いきなりトンガッた見出しをつけちゃいましたw

音楽の感動はどこからくるのか?

そんなこと、あまり考えたことなかったな。いい機会だ。この際、一度じっくり考えてみたいと思います。

歌が入っている音楽であれば、やはり歌詞も重要。もちろん、歌メロも大事。伴奏も大切。誰が歌っているか?って事も大きな要因。好きな歌手が歌っているから集中して聴くって事ありますもんね。

そして、何より何度も何度も繰り返し聴くに耐えうる音そのものの存在。

音色がしっかりとしていれば、ギター1本の弾き語りでさえ世界を征服できる事だってありえる。

オーケストラ編成によるダイナミックレンジの広い広大な演奏が感動させてくれることもあれば、4人編成の弦楽器に心震えることもある。

人の声…言葉の有無にかかわらず感動できる音楽はあるし、なんなら逆にアカペラの歌に打ちのめされる時もある。ジャニスのメルセデス・ベンツなんてたまらんでしょう?

音楽の感動の源に限定された答えを見出すのは簡単ではなさそう。

音楽を聴くシチュエーションやタイミングにも左右されることだってあるだろうし。

失恋したタイミングに失恋ソングで感情を刺激され、涙を流せるだけ流してカタルシスを起こすこともあれば、逆にアゲアゲなやかましい曲に励ましてもらえる時もある。感動の源泉って難しいやね(笑)

とりあえずざっくりとまとめてみるならば、広い意味での「音楽」には人の感情や本能を刺激してくれる働きがあるってことですね。

無理やりまとめちまったぜw

杓子定規

誰かと何か意見交換をする時、自分の経験値と相手の経験値に大きな差があると、その意見交換も噛み合わなかったり不信感が残ったりする。

チャートに昇りつめるようなヒットソングを創るための話し合いの時、お互いにヒットチャートについての知識があった方が、有益な意見交換が出来るハズ。この時、片方の人がある偏ったアーティストについての知識しか持ち合わせていない事が発覚してしまうと雲行きは怪しくなることでしょう。

逆に、とあるアーティストの今後の方向性について話し合うならば、そのアーティストの楽曲はもちろん、それまでの経歴の中でどんな活動があったのか…まで知り尽くしている人達が話し合うべきだろう。

この2つの例に出てきた人達のグループが集まって対立するような話題で話し合うと、いつまでも結論は見えてこない。

他人と話し合う時、その議題が深刻であればあるほど相手の経歴や実績、知識や経験はとても大切な指標になる。フランス料理を極めたコックさんに伝統的な和食の相談を持ちかけることはそうそうないはず。しかし、遠く離れたフランスで日本に憧れて、インターネットを活用して日本のことを研究しているフランス人の方に、日本人が感心させられることは絶対にない!とは言い切れない。

日本人より日本語を事細かく分析して学んでいる外国の方が少なくないのも事実。

つまり、どうやって学んだか?ということより、何を学ぶか?ということの方に着目しなければいけない。

作業の指示 —
[A] 音楽の感動についての本文を読み、次の問いに答えてください。
(i) 人の声だけのアカペラに打ちのめされる例として挙げられている曲は何ですか。
(ii) フランス料理を極めたコックさんに持ちかけることはそうそうないとされているのは、どんな相談ですか。
(iii) 最後の文では、何に着目しなければいけないと述べられていますか。
[B] 音楽の感動と意見交換についての本文を、最後の文の後から書き継いでください。
データはこの作業には一切関わりません。

収集データ —

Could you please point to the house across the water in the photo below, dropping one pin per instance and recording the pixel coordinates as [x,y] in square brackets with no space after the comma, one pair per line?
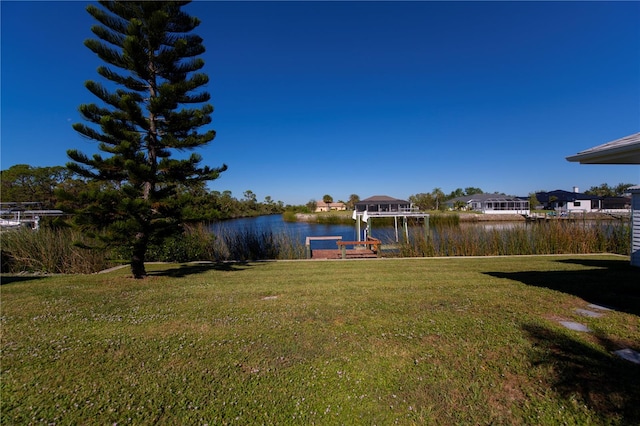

設問ごとの解答 —
[A]
(i) ジャニスのメルセデス・ベンツ
(ii) 伝統的な和食の相談
(iii) 何を学ぶか

[B]
ただ、その何について学んできたか?を揃え、ある程度同等の知識の人が揃った時、片方は実践経験があり、片方はYOUTUBEによる視聴のみ…という比較があったら、会話による知識披露に遜色はなくとも実践経験を持つ人のほうがその意見に重みが加わるのではないだろうか。

100万回「だし巻き卵の作り方」動画を見てきた人と、100回「だし巻き卵を作った」ことのある人の2人に意見を求めるとして、どちらの意見を参考にすれば安心できるか?


入り口として、テレビ番組やYOUTUBEから入るのは一向にかまわないけど、誰か他人様と比較される場面に出くわした時、どちらもYOUTUBEが入り口だったけど、片やそのままネットによる学習…片や部屋を飛び出し実践経験を積んでいる…となると、話が噛み合わないのは否めない。

差を生み出すのは、入り口が有料だったか無料だったかという点よりも、その後、どのような体験、経験、学習を積み重ねてきたかどうか?という長いところを確かめる必要がある。

音楽に触れる入り口が無料であったことだけを取り上げて、あれこれ言う…ってのは、どことなく腑に落ちないと感じていただけましたでしょうか?これぞ杓子定規ナリ。

まとめ

経緯で登場した専門学校の先生を辞めちゃった知り合いは、心構えを間違えていたのかもしれませんよね。音楽大学の先生になっていたのだとしたら、きっと、もっと長続きしたかも。

特に入試による振り分けのない専門学校であれば、どうしてもレベルの開きは避けられない。

年々増えているであろう学科(っていうのかな?)によって、様々な専門家が先生としてその席につくのだろうけど、入ってくる生徒のレベルと卒業後に求められるレベルを近づけるために悪戦苦闘する覚悟って必要なのかもしれませんね。

思い切ってやる気のない生徒をチヤホヤしながら卒業までこぎつけて切り捨てられる器用さとも言えるか(笑)

なんにせよ、入り口はそれほど重要ではないのではないかな?

お金をなんとか捻出して専門学校に入ることが出来たとして、その後、どんな人生を送るのか?までは、先生に責任を要求も出来ないでしょう。そもそもそんな要求は義務教育でも果たされていないしw

専門学校に入らなくとも音楽に携わって行きている人はゴマンといるし、もちろん専門学校でメンバーを見つけて「ロックだぜ!」って頑張っている人もたくさんいる。そんな彼らの音楽に触れた入り口はきっと十人十色に収まらない程、様々な出会いをされてきたことでしょう。

出会いがチープでも、その後の努力が実を結べばいい世界。

結果が全ての世界…とも言えるのかも。

発展途上国の子どもたちが、道具の少なくて済むサッカーでプロ選手を目指すように、音楽だってヒエラルキーに振り分けられるような世界なんかではないと思いたい。(売上の実績ではヒエラルキーが構成されちゃいますがwここでは入り口が…ってことね)

つまりは、入り口でいくら払うのか?よりも、入口をくぐった後、どこにいくら払い、何に時間を注ぐのか?ってことの方が大事よね?ってこと。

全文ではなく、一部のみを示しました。